**WHAT YOU NEED TO DO:**
Show every line of the material that contains the string "logo", copied in full. Matching is case-sensitive.

**SOURCE MATERIAL:**
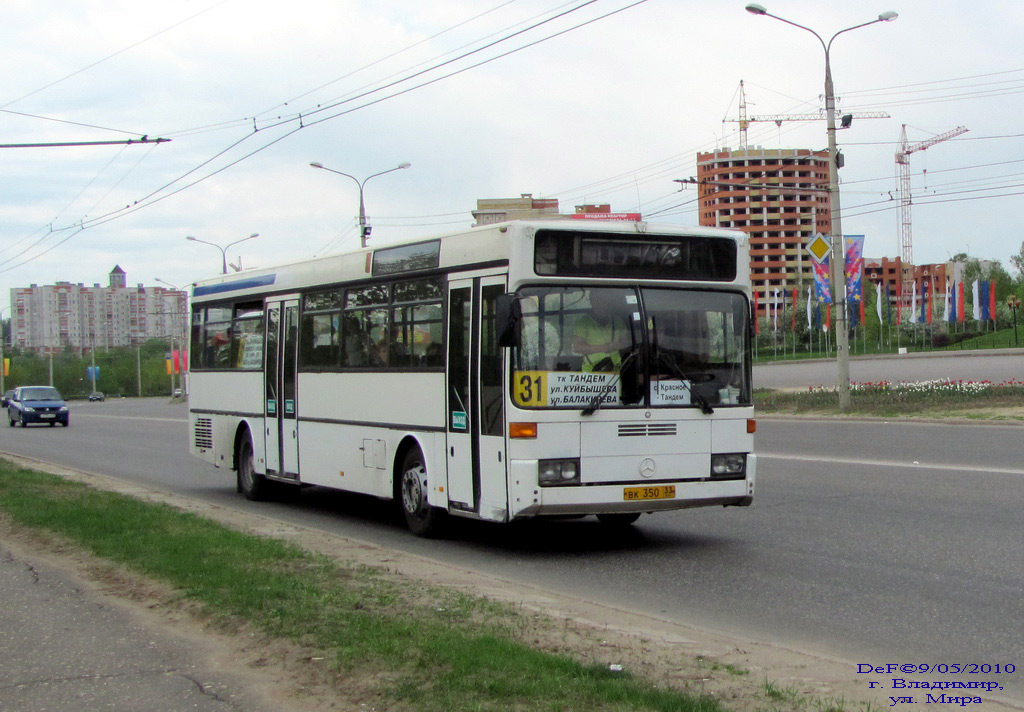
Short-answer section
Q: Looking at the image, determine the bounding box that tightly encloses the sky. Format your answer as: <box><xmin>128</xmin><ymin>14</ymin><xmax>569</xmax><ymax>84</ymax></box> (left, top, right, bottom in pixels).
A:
<box><xmin>0</xmin><ymin>0</ymin><xmax>1024</xmax><ymax>313</ymax></box>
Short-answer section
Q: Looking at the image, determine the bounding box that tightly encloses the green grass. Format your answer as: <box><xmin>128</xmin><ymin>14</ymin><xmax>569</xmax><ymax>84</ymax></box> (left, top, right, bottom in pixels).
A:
<box><xmin>754</xmin><ymin>380</ymin><xmax>1024</xmax><ymax>420</ymax></box>
<box><xmin>754</xmin><ymin>325</ymin><xmax>1024</xmax><ymax>364</ymax></box>
<box><xmin>0</xmin><ymin>461</ymin><xmax>722</xmax><ymax>712</ymax></box>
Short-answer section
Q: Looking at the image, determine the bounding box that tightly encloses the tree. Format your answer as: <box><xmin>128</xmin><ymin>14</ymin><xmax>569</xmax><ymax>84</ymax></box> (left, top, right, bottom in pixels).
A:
<box><xmin>1010</xmin><ymin>243</ymin><xmax>1024</xmax><ymax>283</ymax></box>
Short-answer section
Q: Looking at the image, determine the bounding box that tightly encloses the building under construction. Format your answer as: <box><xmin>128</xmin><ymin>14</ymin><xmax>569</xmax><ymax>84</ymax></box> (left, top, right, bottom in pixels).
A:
<box><xmin>696</xmin><ymin>148</ymin><xmax>831</xmax><ymax>311</ymax></box>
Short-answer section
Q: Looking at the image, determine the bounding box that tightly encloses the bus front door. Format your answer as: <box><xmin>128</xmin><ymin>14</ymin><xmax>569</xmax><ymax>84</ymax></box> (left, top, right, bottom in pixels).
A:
<box><xmin>263</xmin><ymin>299</ymin><xmax>299</xmax><ymax>479</ymax></box>
<box><xmin>445</xmin><ymin>276</ymin><xmax>508</xmax><ymax>521</ymax></box>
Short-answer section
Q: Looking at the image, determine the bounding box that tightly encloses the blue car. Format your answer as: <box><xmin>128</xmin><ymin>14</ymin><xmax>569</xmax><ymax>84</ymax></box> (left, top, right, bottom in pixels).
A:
<box><xmin>7</xmin><ymin>385</ymin><xmax>70</xmax><ymax>427</ymax></box>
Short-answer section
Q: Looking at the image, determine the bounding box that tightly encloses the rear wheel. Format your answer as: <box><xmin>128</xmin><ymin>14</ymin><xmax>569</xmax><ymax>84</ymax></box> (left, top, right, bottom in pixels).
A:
<box><xmin>237</xmin><ymin>432</ymin><xmax>270</xmax><ymax>502</ymax></box>
<box><xmin>399</xmin><ymin>448</ymin><xmax>445</xmax><ymax>537</ymax></box>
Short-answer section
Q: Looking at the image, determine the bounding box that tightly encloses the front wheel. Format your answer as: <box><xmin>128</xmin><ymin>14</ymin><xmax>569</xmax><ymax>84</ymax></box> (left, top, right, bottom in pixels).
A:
<box><xmin>399</xmin><ymin>448</ymin><xmax>445</xmax><ymax>537</ymax></box>
<box><xmin>237</xmin><ymin>433</ymin><xmax>270</xmax><ymax>502</ymax></box>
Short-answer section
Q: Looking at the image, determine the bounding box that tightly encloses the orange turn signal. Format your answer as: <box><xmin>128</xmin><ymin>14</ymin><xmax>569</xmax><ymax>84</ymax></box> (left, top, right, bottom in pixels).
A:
<box><xmin>509</xmin><ymin>423</ymin><xmax>537</xmax><ymax>438</ymax></box>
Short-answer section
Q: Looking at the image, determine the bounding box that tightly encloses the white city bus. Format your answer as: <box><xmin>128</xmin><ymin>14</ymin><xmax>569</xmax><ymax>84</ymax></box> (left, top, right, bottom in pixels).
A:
<box><xmin>189</xmin><ymin>219</ymin><xmax>756</xmax><ymax>536</ymax></box>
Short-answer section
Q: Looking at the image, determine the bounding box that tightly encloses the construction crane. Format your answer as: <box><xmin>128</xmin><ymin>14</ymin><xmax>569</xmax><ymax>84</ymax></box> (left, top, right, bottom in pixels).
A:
<box><xmin>896</xmin><ymin>124</ymin><xmax>968</xmax><ymax>303</ymax></box>
<box><xmin>725</xmin><ymin>79</ymin><xmax>890</xmax><ymax>151</ymax></box>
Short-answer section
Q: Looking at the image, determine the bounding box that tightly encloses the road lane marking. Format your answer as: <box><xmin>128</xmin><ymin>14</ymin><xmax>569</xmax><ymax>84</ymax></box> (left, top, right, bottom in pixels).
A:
<box><xmin>755</xmin><ymin>453</ymin><xmax>1024</xmax><ymax>475</ymax></box>
<box><xmin>69</xmin><ymin>413</ymin><xmax>188</xmax><ymax>423</ymax></box>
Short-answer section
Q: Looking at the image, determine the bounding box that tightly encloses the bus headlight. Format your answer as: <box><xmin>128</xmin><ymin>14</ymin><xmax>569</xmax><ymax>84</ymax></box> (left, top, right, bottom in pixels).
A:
<box><xmin>711</xmin><ymin>453</ymin><xmax>746</xmax><ymax>479</ymax></box>
<box><xmin>537</xmin><ymin>459</ymin><xmax>580</xmax><ymax>487</ymax></box>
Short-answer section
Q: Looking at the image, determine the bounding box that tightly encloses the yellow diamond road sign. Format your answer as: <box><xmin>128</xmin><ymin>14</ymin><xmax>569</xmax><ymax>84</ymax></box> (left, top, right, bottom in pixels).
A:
<box><xmin>807</xmin><ymin>234</ymin><xmax>831</xmax><ymax>262</ymax></box>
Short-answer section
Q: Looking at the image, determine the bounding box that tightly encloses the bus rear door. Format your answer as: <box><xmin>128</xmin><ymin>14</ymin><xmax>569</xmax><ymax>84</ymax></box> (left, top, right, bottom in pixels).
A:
<box><xmin>446</xmin><ymin>276</ymin><xmax>508</xmax><ymax>521</ymax></box>
<box><xmin>263</xmin><ymin>298</ymin><xmax>299</xmax><ymax>479</ymax></box>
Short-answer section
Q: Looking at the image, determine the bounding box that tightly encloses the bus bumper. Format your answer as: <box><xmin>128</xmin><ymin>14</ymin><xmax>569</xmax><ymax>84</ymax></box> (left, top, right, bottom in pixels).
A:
<box><xmin>509</xmin><ymin>454</ymin><xmax>757</xmax><ymax>518</ymax></box>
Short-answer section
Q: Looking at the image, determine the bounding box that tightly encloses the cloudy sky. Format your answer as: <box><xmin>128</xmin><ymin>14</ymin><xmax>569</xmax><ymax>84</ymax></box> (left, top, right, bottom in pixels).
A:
<box><xmin>0</xmin><ymin>0</ymin><xmax>1024</xmax><ymax>305</ymax></box>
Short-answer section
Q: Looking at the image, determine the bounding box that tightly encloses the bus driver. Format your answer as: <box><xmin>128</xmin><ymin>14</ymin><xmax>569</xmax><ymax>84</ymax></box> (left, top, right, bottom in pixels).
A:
<box><xmin>572</xmin><ymin>289</ymin><xmax>631</xmax><ymax>371</ymax></box>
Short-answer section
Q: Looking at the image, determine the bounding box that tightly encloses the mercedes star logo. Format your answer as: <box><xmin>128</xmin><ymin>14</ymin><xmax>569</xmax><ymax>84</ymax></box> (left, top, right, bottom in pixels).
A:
<box><xmin>639</xmin><ymin>457</ymin><xmax>657</xmax><ymax>477</ymax></box>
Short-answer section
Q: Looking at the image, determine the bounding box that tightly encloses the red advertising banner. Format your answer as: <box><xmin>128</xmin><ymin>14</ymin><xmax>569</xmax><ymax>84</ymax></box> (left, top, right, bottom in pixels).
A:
<box><xmin>569</xmin><ymin>213</ymin><xmax>642</xmax><ymax>222</ymax></box>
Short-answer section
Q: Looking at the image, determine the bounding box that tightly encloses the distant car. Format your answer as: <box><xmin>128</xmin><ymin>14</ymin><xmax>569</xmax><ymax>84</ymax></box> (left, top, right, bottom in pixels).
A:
<box><xmin>7</xmin><ymin>385</ymin><xmax>71</xmax><ymax>427</ymax></box>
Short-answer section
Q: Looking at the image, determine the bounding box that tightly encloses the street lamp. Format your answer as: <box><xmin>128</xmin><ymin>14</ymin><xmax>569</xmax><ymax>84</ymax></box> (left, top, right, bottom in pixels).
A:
<box><xmin>309</xmin><ymin>161</ymin><xmax>413</xmax><ymax>247</ymax></box>
<box><xmin>0</xmin><ymin>304</ymin><xmax>14</xmax><ymax>393</ymax></box>
<box><xmin>185</xmin><ymin>233</ymin><xmax>259</xmax><ymax>275</ymax></box>
<box><xmin>746</xmin><ymin>2</ymin><xmax>898</xmax><ymax>412</ymax></box>
<box><xmin>1003</xmin><ymin>294</ymin><xmax>1021</xmax><ymax>348</ymax></box>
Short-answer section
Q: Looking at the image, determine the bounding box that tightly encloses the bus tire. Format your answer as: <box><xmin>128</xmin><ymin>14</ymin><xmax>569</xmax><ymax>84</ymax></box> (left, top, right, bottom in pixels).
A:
<box><xmin>236</xmin><ymin>432</ymin><xmax>270</xmax><ymax>502</ymax></box>
<box><xmin>597</xmin><ymin>512</ymin><xmax>640</xmax><ymax>527</ymax></box>
<box><xmin>398</xmin><ymin>447</ymin><xmax>445</xmax><ymax>537</ymax></box>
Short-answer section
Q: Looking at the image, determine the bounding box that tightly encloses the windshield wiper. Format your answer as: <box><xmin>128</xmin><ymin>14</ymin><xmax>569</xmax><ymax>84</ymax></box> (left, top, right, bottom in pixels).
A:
<box><xmin>580</xmin><ymin>346</ymin><xmax>640</xmax><ymax>415</ymax></box>
<box><xmin>657</xmin><ymin>350</ymin><xmax>715</xmax><ymax>415</ymax></box>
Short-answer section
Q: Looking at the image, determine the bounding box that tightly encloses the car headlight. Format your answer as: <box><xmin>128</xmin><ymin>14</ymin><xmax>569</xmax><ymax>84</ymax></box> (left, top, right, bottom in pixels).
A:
<box><xmin>537</xmin><ymin>459</ymin><xmax>580</xmax><ymax>487</ymax></box>
<box><xmin>711</xmin><ymin>453</ymin><xmax>746</xmax><ymax>478</ymax></box>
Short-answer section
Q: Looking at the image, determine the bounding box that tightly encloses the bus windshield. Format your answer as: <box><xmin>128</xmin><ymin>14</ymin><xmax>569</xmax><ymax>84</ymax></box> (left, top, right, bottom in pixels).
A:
<box><xmin>512</xmin><ymin>287</ymin><xmax>751</xmax><ymax>412</ymax></box>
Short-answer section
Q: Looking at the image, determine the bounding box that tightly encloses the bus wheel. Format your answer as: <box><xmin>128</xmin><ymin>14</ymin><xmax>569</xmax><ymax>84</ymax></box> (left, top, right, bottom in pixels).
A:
<box><xmin>399</xmin><ymin>448</ymin><xmax>444</xmax><ymax>537</ymax></box>
<box><xmin>597</xmin><ymin>512</ymin><xmax>640</xmax><ymax>527</ymax></box>
<box><xmin>238</xmin><ymin>433</ymin><xmax>270</xmax><ymax>502</ymax></box>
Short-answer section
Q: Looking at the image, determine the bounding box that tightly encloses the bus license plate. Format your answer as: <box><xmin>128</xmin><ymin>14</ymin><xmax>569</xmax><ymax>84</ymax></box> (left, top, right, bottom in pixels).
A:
<box><xmin>623</xmin><ymin>485</ymin><xmax>676</xmax><ymax>502</ymax></box>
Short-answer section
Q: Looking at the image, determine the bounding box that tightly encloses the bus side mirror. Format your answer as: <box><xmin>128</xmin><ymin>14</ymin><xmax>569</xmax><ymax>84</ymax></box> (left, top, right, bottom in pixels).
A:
<box><xmin>495</xmin><ymin>294</ymin><xmax>522</xmax><ymax>347</ymax></box>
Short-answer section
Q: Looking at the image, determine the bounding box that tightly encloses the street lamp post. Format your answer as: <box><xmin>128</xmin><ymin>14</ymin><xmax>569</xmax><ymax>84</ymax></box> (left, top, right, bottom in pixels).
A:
<box><xmin>185</xmin><ymin>233</ymin><xmax>259</xmax><ymax>275</ymax></box>
<box><xmin>746</xmin><ymin>2</ymin><xmax>898</xmax><ymax>412</ymax></box>
<box><xmin>309</xmin><ymin>161</ymin><xmax>413</xmax><ymax>247</ymax></box>
<box><xmin>0</xmin><ymin>304</ymin><xmax>14</xmax><ymax>393</ymax></box>
<box><xmin>1003</xmin><ymin>294</ymin><xmax>1021</xmax><ymax>348</ymax></box>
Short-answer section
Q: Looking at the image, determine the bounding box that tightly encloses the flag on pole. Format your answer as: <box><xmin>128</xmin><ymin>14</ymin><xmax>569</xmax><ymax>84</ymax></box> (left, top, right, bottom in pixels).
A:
<box><xmin>814</xmin><ymin>255</ymin><xmax>831</xmax><ymax>304</ymax></box>
<box><xmin>846</xmin><ymin>235</ymin><xmax>864</xmax><ymax>326</ymax></box>
<box><xmin>921</xmin><ymin>282</ymin><xmax>935</xmax><ymax>324</ymax></box>
<box><xmin>754</xmin><ymin>289</ymin><xmax>761</xmax><ymax>334</ymax></box>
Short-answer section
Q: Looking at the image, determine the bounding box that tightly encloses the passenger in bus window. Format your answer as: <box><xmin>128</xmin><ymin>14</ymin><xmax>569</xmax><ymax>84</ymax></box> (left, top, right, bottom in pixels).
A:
<box><xmin>572</xmin><ymin>289</ymin><xmax>630</xmax><ymax>371</ymax></box>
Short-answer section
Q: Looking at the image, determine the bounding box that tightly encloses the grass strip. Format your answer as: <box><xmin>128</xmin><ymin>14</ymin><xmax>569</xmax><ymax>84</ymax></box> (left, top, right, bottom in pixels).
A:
<box><xmin>0</xmin><ymin>461</ymin><xmax>722</xmax><ymax>712</ymax></box>
<box><xmin>754</xmin><ymin>379</ymin><xmax>1024</xmax><ymax>420</ymax></box>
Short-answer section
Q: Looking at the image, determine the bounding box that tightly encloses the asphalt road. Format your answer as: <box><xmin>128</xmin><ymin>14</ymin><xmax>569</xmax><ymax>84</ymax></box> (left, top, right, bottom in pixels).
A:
<box><xmin>0</xmin><ymin>401</ymin><xmax>1024</xmax><ymax>701</ymax></box>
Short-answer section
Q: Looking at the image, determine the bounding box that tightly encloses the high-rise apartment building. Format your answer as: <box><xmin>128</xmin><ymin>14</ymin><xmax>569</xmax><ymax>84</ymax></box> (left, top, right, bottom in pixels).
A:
<box><xmin>697</xmin><ymin>148</ymin><xmax>831</xmax><ymax>303</ymax></box>
<box><xmin>10</xmin><ymin>266</ymin><xmax>187</xmax><ymax>353</ymax></box>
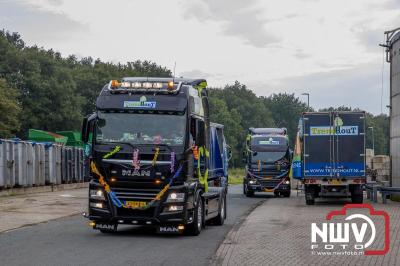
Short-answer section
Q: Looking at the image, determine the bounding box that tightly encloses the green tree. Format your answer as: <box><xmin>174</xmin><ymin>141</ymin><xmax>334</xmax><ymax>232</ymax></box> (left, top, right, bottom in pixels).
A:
<box><xmin>263</xmin><ymin>93</ymin><xmax>307</xmax><ymax>145</ymax></box>
<box><xmin>0</xmin><ymin>79</ymin><xmax>21</xmax><ymax>138</ymax></box>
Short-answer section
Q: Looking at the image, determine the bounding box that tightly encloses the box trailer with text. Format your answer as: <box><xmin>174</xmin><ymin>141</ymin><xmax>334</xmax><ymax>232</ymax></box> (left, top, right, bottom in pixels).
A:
<box><xmin>292</xmin><ymin>111</ymin><xmax>365</xmax><ymax>205</ymax></box>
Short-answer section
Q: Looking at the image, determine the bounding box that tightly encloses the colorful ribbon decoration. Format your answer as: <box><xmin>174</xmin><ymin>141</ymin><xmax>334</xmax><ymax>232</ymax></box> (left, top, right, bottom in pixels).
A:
<box><xmin>197</xmin><ymin>147</ymin><xmax>210</xmax><ymax>192</ymax></box>
<box><xmin>192</xmin><ymin>145</ymin><xmax>199</xmax><ymax>161</ymax></box>
<box><xmin>170</xmin><ymin>151</ymin><xmax>175</xmax><ymax>174</ymax></box>
<box><xmin>132</xmin><ymin>149</ymin><xmax>140</xmax><ymax>170</ymax></box>
<box><xmin>103</xmin><ymin>146</ymin><xmax>121</xmax><ymax>159</ymax></box>
<box><xmin>151</xmin><ymin>147</ymin><xmax>160</xmax><ymax>166</ymax></box>
<box><xmin>90</xmin><ymin>161</ymin><xmax>183</xmax><ymax>210</ymax></box>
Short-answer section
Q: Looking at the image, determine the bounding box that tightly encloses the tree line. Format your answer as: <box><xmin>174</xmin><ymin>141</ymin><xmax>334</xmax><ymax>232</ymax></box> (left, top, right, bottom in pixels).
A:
<box><xmin>0</xmin><ymin>30</ymin><xmax>389</xmax><ymax>166</ymax></box>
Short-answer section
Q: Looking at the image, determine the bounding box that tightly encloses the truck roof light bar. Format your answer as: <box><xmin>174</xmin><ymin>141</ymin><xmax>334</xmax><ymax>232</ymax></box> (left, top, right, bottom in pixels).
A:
<box><xmin>108</xmin><ymin>80</ymin><xmax>182</xmax><ymax>93</ymax></box>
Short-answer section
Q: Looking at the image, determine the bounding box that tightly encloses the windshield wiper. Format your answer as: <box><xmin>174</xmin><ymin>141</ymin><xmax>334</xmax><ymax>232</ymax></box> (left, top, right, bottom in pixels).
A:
<box><xmin>139</xmin><ymin>143</ymin><xmax>173</xmax><ymax>152</ymax></box>
<box><xmin>99</xmin><ymin>141</ymin><xmax>173</xmax><ymax>152</ymax></box>
<box><xmin>98</xmin><ymin>141</ymin><xmax>137</xmax><ymax>149</ymax></box>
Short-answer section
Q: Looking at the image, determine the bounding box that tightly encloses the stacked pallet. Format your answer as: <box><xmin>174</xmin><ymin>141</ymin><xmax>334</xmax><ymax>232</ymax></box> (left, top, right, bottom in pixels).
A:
<box><xmin>0</xmin><ymin>139</ymin><xmax>85</xmax><ymax>189</ymax></box>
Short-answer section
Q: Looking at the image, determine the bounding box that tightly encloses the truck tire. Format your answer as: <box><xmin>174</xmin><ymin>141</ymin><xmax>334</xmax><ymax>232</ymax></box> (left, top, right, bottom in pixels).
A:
<box><xmin>243</xmin><ymin>184</ymin><xmax>254</xmax><ymax>197</ymax></box>
<box><xmin>210</xmin><ymin>195</ymin><xmax>226</xmax><ymax>225</ymax></box>
<box><xmin>306</xmin><ymin>198</ymin><xmax>315</xmax><ymax>205</ymax></box>
<box><xmin>187</xmin><ymin>195</ymin><xmax>204</xmax><ymax>236</ymax></box>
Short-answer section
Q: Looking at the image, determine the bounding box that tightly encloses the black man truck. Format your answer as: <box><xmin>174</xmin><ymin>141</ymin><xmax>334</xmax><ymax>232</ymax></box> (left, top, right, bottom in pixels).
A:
<box><xmin>82</xmin><ymin>77</ymin><xmax>228</xmax><ymax>235</ymax></box>
<box><xmin>243</xmin><ymin>128</ymin><xmax>291</xmax><ymax>197</ymax></box>
<box><xmin>292</xmin><ymin>112</ymin><xmax>366</xmax><ymax>205</ymax></box>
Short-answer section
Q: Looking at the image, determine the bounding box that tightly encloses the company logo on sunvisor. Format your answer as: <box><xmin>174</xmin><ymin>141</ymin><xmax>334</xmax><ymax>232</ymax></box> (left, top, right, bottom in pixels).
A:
<box><xmin>124</xmin><ymin>96</ymin><xmax>156</xmax><ymax>108</ymax></box>
<box><xmin>258</xmin><ymin>138</ymin><xmax>279</xmax><ymax>145</ymax></box>
<box><xmin>310</xmin><ymin>126</ymin><xmax>358</xmax><ymax>136</ymax></box>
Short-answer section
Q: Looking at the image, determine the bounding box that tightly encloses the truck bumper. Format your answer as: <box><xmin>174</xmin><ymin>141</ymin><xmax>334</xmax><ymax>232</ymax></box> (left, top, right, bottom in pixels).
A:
<box><xmin>87</xmin><ymin>181</ymin><xmax>193</xmax><ymax>225</ymax></box>
<box><xmin>248</xmin><ymin>178</ymin><xmax>290</xmax><ymax>192</ymax></box>
<box><xmin>304</xmin><ymin>177</ymin><xmax>365</xmax><ymax>197</ymax></box>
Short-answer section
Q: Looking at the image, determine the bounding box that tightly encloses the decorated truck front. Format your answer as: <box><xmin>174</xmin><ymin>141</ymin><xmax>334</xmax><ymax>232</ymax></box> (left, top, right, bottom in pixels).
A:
<box><xmin>292</xmin><ymin>112</ymin><xmax>365</xmax><ymax>205</ymax></box>
<box><xmin>82</xmin><ymin>78</ymin><xmax>227</xmax><ymax>235</ymax></box>
<box><xmin>243</xmin><ymin>128</ymin><xmax>291</xmax><ymax>197</ymax></box>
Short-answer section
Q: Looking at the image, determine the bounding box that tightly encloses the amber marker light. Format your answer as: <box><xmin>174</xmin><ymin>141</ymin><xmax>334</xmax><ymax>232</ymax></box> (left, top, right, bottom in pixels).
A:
<box><xmin>111</xmin><ymin>79</ymin><xmax>121</xmax><ymax>88</ymax></box>
<box><xmin>168</xmin><ymin>81</ymin><xmax>174</xmax><ymax>90</ymax></box>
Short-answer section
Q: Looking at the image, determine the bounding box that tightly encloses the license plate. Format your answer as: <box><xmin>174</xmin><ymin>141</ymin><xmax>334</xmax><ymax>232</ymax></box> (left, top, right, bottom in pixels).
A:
<box><xmin>125</xmin><ymin>201</ymin><xmax>147</xmax><ymax>208</ymax></box>
<box><xmin>328</xmin><ymin>179</ymin><xmax>342</xmax><ymax>185</ymax></box>
<box><xmin>94</xmin><ymin>224</ymin><xmax>117</xmax><ymax>231</ymax></box>
<box><xmin>157</xmin><ymin>225</ymin><xmax>183</xmax><ymax>234</ymax></box>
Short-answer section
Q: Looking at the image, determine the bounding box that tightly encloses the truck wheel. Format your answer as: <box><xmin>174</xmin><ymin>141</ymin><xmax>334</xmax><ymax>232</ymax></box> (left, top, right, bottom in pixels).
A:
<box><xmin>188</xmin><ymin>196</ymin><xmax>204</xmax><ymax>236</ymax></box>
<box><xmin>211</xmin><ymin>196</ymin><xmax>226</xmax><ymax>225</ymax></box>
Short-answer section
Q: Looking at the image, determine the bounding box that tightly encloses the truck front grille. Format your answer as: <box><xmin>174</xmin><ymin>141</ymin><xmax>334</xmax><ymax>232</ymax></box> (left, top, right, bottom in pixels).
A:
<box><xmin>259</xmin><ymin>179</ymin><xmax>282</xmax><ymax>189</ymax></box>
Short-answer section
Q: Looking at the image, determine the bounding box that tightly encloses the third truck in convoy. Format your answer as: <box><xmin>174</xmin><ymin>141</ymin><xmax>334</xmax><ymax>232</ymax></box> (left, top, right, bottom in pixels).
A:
<box><xmin>292</xmin><ymin>112</ymin><xmax>366</xmax><ymax>205</ymax></box>
<box><xmin>243</xmin><ymin>128</ymin><xmax>292</xmax><ymax>197</ymax></box>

**TASK SOLUTION:**
Q: Looking at the image, determine the bounding box that tightly encloses the mercedes star logo. Format your answer as: <box><xmin>128</xmin><ymin>14</ymin><xmax>569</xmax><ymax>84</ymax></box> (left, top, right, bottom in pixels).
Q: Looking at the image, determine the bounding box that tightly encloses the company logo on sunvisor. Format your answer as: <box><xmin>174</xmin><ymin>141</ymin><xmax>334</xmax><ymax>232</ymax></box> (left, top, right, bottom in pixels).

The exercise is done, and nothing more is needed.